■ Problem to work on ■
Pick up the article about Turnstile's album 'Never Enough' after its last sentence and continue it.

■ Document segment ■

NME’s first encounter with Turnstile’s anticipated new album ‘Never Enough’ is blink-and-you’ll-miss-it – it doesn’t come bearing the name of the hardcore band who blasted into the stratosphere in 2021, fuelled by their third album ‘Glow On’ and its Grammy nominations, spots on album of the year lists, and fervent international fandom. Instead, the record comes with an unassuming nod to ‘Big Smile’, the second track of their blistering 2018 album ‘Time & Space’ whose emphatic declaration of autonomy could very well have been a mantra for the creation of their latest album: “Don’t need your big smile / Your green light / Your damn time / I got no room for you inside my mind.”

‘Glow On’ did more than catapult Turnstile into new levels of success by way of the Billboard and UK album charts, the late-night stages of Jimmys Kimmel and Fallon, and support slots for the likes of My Chemical Romance and Blink-182. (Along the way, founding guitarist Brady Ebert departed the band; touring member Meg Mills officially joined Turnstile earlier this year.) The album was a thrilling artistic achievement, its incandescent energy and heartfelt, expansive approach to sound and genre framing Turnstile as change-makers in hardcore – and setting expectations for any new music sky-high. But as Daniel Fang tells it, Turnstile had no room for anyone but themselves as they made ‘Never Enough’.

“In terms of avoiding or engaging with outside expectations, there was absolutely zero,” the drummer tells NME a week before the release of ‘Never Enough’ this Friday (June 6). “Fortunately, we were never steered down a certain road: ‘Because ‘Glow On’ happened to be received this way, we need to recreate this or emulate that’. It all comes from the same place: does it actually resonate with us? Does it scratch the impulse to do something new and creative?

“I don’t know how anyone would have time or the bandwidth to manage outside expectations,” he adds. “I don’t think any of us can even fathom that, because there’s an infinite well within everyone [in the band]… I don’t understand how anyone could be guided by that when there’s so much else to work off of.”

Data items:
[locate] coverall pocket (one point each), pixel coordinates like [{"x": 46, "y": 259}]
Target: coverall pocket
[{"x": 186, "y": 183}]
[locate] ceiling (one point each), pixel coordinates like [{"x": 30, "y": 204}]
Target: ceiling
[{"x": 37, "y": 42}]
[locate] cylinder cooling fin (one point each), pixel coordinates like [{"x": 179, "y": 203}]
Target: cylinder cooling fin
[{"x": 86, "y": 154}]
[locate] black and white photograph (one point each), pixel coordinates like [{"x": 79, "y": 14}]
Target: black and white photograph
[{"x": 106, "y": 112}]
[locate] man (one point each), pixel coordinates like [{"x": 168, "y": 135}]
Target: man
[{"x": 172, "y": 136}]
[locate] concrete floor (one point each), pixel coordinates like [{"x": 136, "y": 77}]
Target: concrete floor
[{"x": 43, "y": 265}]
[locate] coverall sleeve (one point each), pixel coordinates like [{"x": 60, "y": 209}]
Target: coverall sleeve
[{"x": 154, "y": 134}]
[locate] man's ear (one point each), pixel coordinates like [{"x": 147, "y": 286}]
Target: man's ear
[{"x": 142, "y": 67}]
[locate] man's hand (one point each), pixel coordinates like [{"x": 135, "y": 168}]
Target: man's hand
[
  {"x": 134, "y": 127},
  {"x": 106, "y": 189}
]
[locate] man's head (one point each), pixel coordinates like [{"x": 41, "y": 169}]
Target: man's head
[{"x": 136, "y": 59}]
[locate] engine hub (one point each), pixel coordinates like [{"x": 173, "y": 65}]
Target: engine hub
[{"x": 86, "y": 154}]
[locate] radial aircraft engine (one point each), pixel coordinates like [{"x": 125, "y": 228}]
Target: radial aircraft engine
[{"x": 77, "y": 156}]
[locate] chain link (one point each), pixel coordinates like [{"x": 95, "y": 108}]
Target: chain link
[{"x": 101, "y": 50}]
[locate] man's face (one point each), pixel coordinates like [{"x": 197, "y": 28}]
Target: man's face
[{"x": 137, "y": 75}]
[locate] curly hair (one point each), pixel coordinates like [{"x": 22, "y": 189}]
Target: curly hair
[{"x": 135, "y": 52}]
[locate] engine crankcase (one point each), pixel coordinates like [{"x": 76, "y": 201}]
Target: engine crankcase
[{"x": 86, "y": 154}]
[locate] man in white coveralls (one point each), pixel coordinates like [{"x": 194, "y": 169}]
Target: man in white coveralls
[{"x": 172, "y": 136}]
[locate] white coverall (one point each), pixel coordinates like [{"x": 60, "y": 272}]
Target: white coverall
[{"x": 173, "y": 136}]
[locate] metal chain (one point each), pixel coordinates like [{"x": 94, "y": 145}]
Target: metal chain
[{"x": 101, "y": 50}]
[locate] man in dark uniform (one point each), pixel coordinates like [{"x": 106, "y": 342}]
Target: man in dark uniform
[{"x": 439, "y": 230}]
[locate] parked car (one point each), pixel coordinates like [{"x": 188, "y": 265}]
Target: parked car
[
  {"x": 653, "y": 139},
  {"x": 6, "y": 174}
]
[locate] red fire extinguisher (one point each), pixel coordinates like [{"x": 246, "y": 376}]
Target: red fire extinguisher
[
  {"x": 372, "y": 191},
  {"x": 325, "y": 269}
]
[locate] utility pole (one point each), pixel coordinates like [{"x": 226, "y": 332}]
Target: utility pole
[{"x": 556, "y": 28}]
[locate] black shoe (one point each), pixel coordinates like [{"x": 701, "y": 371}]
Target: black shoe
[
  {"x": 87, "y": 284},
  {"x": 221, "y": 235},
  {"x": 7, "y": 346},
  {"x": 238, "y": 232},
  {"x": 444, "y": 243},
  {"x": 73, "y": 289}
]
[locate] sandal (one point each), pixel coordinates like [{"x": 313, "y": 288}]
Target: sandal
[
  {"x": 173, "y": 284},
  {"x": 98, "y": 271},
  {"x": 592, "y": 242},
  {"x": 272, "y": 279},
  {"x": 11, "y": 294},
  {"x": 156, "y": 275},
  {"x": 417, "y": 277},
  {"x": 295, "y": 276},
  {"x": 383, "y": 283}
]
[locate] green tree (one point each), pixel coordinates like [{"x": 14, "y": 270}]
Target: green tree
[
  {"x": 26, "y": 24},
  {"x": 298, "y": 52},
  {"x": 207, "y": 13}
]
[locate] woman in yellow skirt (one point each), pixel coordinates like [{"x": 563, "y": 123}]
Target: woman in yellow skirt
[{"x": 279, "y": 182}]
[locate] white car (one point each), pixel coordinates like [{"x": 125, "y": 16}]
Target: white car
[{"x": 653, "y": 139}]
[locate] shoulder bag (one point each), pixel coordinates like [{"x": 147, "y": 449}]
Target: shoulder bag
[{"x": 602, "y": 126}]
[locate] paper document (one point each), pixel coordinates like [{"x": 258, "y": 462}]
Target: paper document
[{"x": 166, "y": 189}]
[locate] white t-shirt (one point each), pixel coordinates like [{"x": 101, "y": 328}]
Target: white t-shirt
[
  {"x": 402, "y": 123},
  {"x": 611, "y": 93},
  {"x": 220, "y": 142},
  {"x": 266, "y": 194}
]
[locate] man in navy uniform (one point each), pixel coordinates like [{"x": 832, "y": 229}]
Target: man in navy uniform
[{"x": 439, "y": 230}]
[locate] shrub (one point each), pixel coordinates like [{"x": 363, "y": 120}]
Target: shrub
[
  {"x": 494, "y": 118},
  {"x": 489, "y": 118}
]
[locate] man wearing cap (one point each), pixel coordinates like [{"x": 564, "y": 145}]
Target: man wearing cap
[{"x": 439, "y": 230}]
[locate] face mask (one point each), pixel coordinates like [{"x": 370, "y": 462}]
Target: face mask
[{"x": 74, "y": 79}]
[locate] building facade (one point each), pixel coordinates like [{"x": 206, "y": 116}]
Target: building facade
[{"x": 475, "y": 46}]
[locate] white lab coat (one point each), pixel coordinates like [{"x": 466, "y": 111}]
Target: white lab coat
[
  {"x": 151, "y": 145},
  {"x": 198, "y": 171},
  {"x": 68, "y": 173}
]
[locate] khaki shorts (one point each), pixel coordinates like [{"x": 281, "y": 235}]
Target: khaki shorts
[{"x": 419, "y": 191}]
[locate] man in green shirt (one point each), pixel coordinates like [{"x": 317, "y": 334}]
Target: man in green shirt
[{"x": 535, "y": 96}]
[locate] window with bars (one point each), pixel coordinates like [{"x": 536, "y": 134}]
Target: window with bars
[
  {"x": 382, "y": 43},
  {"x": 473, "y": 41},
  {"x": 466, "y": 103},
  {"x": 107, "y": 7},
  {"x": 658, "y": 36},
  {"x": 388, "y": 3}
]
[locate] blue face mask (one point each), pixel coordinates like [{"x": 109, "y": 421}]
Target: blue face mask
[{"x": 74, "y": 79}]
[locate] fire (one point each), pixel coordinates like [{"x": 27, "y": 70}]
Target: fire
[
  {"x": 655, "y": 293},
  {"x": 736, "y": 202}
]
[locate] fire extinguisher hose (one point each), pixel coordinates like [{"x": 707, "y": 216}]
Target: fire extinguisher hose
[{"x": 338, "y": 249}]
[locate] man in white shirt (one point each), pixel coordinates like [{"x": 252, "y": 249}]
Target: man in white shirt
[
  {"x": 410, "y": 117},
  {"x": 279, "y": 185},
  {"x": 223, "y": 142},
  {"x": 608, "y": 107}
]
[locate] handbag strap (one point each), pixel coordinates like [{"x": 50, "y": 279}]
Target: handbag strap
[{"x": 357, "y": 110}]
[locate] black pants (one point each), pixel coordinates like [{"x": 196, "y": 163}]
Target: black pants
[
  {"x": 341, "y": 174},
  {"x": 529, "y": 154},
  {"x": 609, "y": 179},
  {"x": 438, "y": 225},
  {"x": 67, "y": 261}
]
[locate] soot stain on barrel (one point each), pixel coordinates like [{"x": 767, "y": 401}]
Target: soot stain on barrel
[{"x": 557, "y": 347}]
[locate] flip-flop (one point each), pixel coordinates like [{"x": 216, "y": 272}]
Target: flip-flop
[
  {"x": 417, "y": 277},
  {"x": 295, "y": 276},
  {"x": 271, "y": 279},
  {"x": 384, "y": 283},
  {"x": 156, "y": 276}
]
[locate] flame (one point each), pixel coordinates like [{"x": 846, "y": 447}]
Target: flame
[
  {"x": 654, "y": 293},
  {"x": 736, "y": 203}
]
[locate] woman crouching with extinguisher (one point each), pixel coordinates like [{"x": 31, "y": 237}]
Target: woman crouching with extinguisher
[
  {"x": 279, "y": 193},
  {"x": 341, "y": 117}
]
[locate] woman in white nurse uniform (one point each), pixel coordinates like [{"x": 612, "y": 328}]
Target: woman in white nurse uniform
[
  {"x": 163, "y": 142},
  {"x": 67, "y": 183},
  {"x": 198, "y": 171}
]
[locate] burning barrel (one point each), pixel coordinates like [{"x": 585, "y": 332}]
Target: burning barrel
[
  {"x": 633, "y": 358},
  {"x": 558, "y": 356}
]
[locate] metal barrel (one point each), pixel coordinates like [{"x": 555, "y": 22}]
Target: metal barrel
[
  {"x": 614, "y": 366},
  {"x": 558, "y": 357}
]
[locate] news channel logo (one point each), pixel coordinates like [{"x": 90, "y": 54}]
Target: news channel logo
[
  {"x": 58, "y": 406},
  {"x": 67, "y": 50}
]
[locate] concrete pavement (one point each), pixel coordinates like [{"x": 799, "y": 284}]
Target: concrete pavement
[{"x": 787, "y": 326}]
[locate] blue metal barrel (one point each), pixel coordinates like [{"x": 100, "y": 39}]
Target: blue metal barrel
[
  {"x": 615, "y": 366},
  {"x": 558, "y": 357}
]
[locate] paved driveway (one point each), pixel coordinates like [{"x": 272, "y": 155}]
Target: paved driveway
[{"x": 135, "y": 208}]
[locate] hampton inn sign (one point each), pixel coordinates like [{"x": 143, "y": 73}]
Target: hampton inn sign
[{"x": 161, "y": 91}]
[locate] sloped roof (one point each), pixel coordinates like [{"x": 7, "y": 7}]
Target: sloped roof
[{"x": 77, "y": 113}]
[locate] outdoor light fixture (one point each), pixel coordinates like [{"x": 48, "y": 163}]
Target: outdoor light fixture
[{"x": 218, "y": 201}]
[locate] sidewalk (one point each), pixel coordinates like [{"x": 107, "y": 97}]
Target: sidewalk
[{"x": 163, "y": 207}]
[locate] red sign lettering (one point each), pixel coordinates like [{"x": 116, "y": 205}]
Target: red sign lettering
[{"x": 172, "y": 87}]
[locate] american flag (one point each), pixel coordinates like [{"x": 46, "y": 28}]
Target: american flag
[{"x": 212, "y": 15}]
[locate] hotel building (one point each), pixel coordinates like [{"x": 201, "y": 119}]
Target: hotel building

■ Reply ■
Turnstile. CREDIT: Alexis Gross

After ‘Glow On’ – which they recorded with Mike Elizondo, a Dr. Dre protégé who’s produced Fiona Apple, Linkin Park, Mastodon, Nelly Furtado and many more – Turnstile decided they would go back to doing it themselves. Frontman Brendan Yates is credited as producer on ‘Never Enough’ (and ‘Time & Space’ producer and scene legend Will Yip contributed additional production), though as guitarist Pat McCrory notes, this isn’t so much a new role for Yates as it is a title he’s always informally held: “No matter who we’ve worked with, he’s always felt really in tune with the full vision of a lot of music that we make.” Fang says Yates has an “architect mind”: “An architect has to be a jack of all trades in order to form a vision for what a building should be, the purpose of the building, how the building exists, the spirit of a building.”

Turnstile got to building ‘Never Enough’ in Los Angeles. The band holed up in the Laurel Canyon studio The Mansion for about two months total in what Fang remembers as a “secluded” but “pretty wholesome experience”. “There was definitely a little bit of a camp vibe,” he recalls, “but more so best friends sleeping over at a house and being able to fixate on one thing and then share family lunches and dinners together every day.”

At The Mansion, Turnstile were able to properly flesh out demos they’d been holding onto for years, some of which they’d been developing or airing on tour, while taking ‘Glow On’ around Europe or opening for Blink-182. It was crucial for Turnstile to lock in together live. “Some things are just determined by how it sounds once you’re in the room playing it as a band, even down to the composition of a song,” the drummer says.

“You realise how things align with how you thought they would in your head – and how sometimes they don’t, and you adjust in the moment. Most of the time it feels pretty natural, and sometimes it requires some digging. That’s the most fun part, when you have to dig – that’s when everyone’s strength comes to the surface.”

“This whole album is definitely the most of an odyssey that we’ve ever had”

Fang reaches for the word ‘composition’ a few times as we discuss the recording process of ‘Never Enough’, which feels appropriate for an album that elaborates on the musical language of ‘Glow On’ by expanding their sonic palette and welcoming new guests to the fold. ‘Look Out For Me’, which at nearly seven minutes is Turnstile’s longest-ever song, features a recording of The Wire actor Maestro Harrell reprising emotional dialogue from the show and, in another nod to the band’s beloved city, slides into Baltimore club in a quietly euphoric outro.

Elsewhere, previous collaborator Dev Hynes aka Blood Orange contributes cello; Paramore’s Hayley Williams pops up on ‘Seein’ Stars’; British jazz titan Shabaka gently closes out ‘Sunshower’ with his mellifluous flute; and hyperpop architect and ‘Brat’ executive producer A.G. Cook buffs and polishes the electronic squeals on ‘Dull’.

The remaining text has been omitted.